**PROBLEM TO SOLVE**
List every line of the records that contains the string "banner", with case counting.

[Collected data entries]
──────

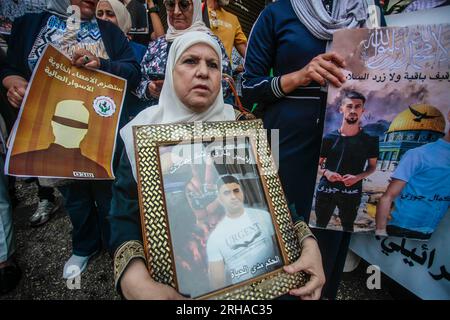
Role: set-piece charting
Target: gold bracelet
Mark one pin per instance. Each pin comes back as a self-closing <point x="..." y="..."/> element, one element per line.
<point x="303" y="232"/>
<point x="123" y="256"/>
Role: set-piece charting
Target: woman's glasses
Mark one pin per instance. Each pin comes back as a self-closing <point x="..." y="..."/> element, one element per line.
<point x="183" y="5"/>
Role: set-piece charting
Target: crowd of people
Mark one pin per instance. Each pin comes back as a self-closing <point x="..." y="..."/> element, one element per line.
<point x="176" y="76"/>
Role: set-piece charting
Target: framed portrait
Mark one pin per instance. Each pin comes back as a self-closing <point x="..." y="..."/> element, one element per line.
<point x="214" y="218"/>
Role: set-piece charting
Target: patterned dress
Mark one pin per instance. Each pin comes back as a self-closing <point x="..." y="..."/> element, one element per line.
<point x="155" y="60"/>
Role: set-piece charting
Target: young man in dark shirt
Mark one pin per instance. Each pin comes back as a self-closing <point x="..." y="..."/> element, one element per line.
<point x="342" y="163"/>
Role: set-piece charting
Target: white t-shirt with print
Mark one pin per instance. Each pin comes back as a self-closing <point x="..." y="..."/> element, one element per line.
<point x="245" y="245"/>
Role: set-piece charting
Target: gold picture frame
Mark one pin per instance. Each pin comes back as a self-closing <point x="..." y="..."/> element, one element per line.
<point x="160" y="216"/>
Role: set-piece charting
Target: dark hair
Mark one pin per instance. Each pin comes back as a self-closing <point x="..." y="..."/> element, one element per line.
<point x="226" y="180"/>
<point x="352" y="94"/>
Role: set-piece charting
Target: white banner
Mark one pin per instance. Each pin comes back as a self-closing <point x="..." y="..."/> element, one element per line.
<point x="421" y="267"/>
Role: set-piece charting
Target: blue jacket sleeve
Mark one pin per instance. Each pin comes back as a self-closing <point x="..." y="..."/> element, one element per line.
<point x="124" y="217"/>
<point x="122" y="61"/>
<point x="23" y="34"/>
<point x="257" y="85"/>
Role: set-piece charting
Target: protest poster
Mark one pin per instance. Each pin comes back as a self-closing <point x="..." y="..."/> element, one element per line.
<point x="67" y="123"/>
<point x="394" y="100"/>
<point x="421" y="267"/>
<point x="11" y="9"/>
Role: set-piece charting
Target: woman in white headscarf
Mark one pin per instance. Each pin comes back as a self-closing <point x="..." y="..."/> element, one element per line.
<point x="182" y="16"/>
<point x="193" y="69"/>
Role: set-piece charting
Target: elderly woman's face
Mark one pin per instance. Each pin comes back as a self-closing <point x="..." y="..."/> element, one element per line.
<point x="197" y="77"/>
<point x="106" y="12"/>
<point x="87" y="8"/>
<point x="180" y="16"/>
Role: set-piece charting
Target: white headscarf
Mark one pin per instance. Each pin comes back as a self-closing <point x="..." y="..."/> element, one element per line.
<point x="122" y="14"/>
<point x="197" y="23"/>
<point x="170" y="109"/>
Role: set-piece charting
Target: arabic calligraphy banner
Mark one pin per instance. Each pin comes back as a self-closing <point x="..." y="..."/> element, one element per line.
<point x="394" y="102"/>
<point x="67" y="123"/>
<point x="422" y="268"/>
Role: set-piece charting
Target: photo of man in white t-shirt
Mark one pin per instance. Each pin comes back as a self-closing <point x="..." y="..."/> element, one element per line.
<point x="243" y="244"/>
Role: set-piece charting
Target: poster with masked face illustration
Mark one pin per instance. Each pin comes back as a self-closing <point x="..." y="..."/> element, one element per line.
<point x="385" y="155"/>
<point x="67" y="123"/>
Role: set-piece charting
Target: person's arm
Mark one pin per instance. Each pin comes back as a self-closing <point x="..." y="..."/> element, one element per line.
<point x="262" y="88"/>
<point x="350" y="180"/>
<point x="216" y="273"/>
<point x="137" y="284"/>
<point x="241" y="48"/>
<point x="143" y="91"/>
<point x="16" y="86"/>
<point x="310" y="262"/>
<point x="158" y="28"/>
<point x="240" y="40"/>
<point x="385" y="203"/>
<point x="323" y="68"/>
<point x="11" y="69"/>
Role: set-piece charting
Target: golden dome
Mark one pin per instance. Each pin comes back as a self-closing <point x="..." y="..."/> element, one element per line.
<point x="419" y="117"/>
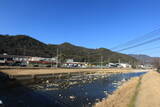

──────

**ANSWER TO THE PROBLEM**
Target: white banner
Target: arabic calligraphy banner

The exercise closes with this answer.